Short exercise => Pull out every line in the material below that contains the word "badge". Only count it when uppercase and lowercase match.

* begin Provided information *

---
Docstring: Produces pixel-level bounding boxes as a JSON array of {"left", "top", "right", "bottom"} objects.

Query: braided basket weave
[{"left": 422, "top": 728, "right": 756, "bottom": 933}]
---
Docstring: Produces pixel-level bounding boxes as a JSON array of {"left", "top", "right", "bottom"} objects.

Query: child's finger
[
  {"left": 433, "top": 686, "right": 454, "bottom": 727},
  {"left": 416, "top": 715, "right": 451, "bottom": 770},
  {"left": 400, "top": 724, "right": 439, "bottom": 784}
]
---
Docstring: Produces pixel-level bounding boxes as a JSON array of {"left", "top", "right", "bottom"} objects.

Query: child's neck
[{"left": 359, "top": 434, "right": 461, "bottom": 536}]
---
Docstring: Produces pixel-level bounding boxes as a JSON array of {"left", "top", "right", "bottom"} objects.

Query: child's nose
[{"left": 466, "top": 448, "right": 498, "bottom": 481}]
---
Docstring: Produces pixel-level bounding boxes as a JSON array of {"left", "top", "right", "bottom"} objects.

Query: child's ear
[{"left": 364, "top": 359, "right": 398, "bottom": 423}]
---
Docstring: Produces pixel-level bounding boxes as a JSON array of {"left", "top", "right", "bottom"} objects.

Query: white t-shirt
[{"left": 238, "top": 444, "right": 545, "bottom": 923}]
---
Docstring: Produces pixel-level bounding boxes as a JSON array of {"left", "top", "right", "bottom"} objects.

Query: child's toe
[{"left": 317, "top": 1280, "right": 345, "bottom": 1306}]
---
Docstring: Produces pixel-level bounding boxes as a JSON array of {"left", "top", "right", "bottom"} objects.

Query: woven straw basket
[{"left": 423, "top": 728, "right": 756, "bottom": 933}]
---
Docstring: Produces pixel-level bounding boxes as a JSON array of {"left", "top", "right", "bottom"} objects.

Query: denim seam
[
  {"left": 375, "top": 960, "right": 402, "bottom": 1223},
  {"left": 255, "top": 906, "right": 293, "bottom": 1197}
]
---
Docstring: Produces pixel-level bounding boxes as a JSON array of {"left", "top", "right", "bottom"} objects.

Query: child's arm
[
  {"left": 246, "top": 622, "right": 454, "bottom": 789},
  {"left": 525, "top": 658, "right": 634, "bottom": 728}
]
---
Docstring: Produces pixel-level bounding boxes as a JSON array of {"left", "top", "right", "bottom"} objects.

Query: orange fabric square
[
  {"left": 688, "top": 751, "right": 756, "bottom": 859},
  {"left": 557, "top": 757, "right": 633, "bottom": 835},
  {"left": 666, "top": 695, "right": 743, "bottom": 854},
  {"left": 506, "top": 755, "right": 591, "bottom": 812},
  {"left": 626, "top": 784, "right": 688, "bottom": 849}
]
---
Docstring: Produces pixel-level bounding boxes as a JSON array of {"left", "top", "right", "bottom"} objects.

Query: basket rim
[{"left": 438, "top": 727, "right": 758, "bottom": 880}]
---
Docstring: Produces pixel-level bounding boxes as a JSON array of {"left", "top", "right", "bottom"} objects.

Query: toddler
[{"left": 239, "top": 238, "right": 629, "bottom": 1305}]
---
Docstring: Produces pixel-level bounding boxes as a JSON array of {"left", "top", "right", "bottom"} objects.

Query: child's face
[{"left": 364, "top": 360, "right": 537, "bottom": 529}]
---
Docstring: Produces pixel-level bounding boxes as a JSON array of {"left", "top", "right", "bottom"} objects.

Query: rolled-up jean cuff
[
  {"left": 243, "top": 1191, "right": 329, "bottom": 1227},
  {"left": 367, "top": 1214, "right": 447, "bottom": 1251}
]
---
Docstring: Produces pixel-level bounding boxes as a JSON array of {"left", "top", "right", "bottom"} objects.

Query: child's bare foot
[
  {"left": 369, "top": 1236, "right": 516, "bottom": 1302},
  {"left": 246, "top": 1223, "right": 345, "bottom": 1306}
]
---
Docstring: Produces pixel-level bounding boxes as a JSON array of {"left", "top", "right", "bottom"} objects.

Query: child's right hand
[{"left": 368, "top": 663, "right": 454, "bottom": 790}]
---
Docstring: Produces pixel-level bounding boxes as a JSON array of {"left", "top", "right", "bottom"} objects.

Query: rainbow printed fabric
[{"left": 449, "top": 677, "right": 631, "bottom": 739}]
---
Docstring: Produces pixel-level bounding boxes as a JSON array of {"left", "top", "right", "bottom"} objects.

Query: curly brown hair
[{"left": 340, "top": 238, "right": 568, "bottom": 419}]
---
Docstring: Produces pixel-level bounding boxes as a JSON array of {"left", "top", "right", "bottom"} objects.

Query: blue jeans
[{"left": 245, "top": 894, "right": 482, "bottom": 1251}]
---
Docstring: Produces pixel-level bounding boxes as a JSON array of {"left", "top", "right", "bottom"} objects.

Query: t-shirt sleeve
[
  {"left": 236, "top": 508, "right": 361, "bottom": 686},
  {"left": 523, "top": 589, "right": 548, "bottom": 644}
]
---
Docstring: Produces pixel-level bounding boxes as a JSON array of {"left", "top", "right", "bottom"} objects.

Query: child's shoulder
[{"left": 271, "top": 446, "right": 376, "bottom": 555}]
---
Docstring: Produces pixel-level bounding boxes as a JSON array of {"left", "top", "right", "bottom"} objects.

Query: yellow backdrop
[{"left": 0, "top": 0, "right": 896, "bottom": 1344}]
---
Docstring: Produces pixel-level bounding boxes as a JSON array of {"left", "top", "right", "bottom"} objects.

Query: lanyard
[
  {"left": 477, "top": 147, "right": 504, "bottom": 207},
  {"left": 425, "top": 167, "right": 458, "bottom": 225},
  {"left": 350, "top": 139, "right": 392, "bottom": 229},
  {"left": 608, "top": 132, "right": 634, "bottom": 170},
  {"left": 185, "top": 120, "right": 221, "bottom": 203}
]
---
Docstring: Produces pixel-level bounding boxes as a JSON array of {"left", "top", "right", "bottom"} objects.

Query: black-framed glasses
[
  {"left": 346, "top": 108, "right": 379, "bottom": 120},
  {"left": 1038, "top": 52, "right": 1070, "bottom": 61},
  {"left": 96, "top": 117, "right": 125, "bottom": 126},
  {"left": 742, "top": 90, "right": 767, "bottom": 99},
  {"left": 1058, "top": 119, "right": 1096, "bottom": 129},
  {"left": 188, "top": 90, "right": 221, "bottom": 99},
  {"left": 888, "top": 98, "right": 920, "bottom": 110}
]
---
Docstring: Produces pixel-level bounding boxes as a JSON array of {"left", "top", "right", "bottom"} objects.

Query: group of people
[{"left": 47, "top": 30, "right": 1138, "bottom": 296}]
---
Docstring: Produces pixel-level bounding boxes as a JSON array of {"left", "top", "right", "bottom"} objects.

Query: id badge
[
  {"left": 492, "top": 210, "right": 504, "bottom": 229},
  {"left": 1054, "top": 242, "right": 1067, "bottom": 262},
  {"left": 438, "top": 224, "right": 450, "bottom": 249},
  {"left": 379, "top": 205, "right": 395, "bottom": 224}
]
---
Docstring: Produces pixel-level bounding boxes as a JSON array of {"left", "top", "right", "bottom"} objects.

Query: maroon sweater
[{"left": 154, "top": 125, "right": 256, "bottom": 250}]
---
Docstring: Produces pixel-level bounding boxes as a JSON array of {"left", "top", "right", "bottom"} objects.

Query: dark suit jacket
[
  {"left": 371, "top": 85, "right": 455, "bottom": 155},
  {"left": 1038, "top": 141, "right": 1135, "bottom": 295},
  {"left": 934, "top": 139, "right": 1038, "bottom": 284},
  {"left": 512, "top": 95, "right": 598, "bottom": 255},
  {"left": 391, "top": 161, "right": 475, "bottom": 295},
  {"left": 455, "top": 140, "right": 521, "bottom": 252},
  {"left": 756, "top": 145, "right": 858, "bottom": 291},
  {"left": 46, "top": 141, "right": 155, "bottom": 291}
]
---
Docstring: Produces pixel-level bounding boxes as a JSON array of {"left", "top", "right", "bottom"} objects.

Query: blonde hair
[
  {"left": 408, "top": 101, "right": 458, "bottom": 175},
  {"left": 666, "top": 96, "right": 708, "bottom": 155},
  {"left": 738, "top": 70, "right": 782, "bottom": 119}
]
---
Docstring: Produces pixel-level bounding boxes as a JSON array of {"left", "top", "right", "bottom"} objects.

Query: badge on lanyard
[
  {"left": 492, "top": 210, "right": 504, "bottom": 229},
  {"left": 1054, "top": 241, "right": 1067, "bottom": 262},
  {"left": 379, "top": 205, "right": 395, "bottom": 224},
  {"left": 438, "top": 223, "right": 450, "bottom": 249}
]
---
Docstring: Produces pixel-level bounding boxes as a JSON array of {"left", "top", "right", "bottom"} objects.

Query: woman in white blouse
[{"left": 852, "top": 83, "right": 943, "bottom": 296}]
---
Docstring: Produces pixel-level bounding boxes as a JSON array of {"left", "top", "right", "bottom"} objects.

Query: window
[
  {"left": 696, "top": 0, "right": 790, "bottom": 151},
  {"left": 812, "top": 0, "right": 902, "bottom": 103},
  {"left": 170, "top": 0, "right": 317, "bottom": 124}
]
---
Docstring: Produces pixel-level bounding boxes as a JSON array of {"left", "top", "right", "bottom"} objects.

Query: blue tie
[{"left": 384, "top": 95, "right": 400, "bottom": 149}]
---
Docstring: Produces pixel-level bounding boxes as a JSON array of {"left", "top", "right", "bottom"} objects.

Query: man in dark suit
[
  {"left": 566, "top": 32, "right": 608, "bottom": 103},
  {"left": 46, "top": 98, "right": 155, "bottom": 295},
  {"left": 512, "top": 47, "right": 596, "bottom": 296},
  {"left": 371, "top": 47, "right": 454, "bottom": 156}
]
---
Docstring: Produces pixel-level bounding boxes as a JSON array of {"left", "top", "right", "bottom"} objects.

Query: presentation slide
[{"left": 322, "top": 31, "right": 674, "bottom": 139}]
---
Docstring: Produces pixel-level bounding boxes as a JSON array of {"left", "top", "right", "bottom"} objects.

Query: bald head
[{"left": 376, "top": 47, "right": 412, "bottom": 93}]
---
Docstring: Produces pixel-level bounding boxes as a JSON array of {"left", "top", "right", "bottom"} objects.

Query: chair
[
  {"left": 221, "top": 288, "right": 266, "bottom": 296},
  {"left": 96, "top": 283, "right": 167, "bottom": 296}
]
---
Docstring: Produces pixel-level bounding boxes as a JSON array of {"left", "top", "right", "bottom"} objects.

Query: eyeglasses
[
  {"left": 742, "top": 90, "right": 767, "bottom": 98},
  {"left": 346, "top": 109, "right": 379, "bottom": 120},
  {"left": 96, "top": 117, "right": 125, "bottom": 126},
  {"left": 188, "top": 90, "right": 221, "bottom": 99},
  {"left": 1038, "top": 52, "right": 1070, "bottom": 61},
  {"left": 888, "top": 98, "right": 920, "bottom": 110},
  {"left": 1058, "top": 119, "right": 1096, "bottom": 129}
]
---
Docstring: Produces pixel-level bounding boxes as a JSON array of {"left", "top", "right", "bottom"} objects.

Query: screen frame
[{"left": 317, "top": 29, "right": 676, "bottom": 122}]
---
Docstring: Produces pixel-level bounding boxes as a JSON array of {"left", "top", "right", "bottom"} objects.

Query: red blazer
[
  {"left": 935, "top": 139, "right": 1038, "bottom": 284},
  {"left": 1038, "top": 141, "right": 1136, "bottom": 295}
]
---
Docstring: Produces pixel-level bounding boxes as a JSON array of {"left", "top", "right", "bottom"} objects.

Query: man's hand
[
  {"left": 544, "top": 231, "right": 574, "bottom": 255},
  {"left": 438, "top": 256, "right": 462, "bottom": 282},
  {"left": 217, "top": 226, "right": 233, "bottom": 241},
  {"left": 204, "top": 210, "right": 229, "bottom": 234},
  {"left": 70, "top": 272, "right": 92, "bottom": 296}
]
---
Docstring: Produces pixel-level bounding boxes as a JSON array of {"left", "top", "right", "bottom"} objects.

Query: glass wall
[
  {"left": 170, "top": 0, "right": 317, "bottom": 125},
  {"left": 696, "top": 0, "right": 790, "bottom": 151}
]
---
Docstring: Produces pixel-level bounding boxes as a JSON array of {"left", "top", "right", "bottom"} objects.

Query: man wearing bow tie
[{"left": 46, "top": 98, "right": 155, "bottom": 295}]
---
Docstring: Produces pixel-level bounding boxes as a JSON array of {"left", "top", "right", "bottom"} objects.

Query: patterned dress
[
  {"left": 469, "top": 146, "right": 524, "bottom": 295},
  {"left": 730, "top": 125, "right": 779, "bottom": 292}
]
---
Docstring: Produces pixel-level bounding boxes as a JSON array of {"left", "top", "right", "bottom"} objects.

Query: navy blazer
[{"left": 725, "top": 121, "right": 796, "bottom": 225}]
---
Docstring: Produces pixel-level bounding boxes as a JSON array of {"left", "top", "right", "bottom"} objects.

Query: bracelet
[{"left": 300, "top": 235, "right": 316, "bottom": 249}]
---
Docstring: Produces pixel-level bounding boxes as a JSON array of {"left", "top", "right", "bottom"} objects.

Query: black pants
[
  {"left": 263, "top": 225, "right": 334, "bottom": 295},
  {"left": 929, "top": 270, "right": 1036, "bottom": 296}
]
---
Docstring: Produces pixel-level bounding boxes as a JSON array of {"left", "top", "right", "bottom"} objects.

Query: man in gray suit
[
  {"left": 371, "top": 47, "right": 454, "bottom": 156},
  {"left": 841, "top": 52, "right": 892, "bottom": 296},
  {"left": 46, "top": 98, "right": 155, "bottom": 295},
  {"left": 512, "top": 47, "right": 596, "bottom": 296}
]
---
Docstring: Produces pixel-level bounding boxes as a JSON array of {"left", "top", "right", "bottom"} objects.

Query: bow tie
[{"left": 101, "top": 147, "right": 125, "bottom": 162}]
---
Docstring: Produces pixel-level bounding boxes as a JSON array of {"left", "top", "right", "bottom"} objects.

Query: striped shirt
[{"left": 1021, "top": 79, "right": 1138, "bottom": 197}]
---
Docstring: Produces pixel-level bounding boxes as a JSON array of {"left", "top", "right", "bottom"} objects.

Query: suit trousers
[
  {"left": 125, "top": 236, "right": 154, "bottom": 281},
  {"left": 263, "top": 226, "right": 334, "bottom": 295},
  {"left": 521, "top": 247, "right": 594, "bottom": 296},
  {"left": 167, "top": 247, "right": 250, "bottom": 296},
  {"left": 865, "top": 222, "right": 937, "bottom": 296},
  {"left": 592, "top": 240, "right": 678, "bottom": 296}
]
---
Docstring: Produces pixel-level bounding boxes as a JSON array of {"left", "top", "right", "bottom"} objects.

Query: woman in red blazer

* end Provided information *

The result =>
Query: id badge
Query: badge on lanyard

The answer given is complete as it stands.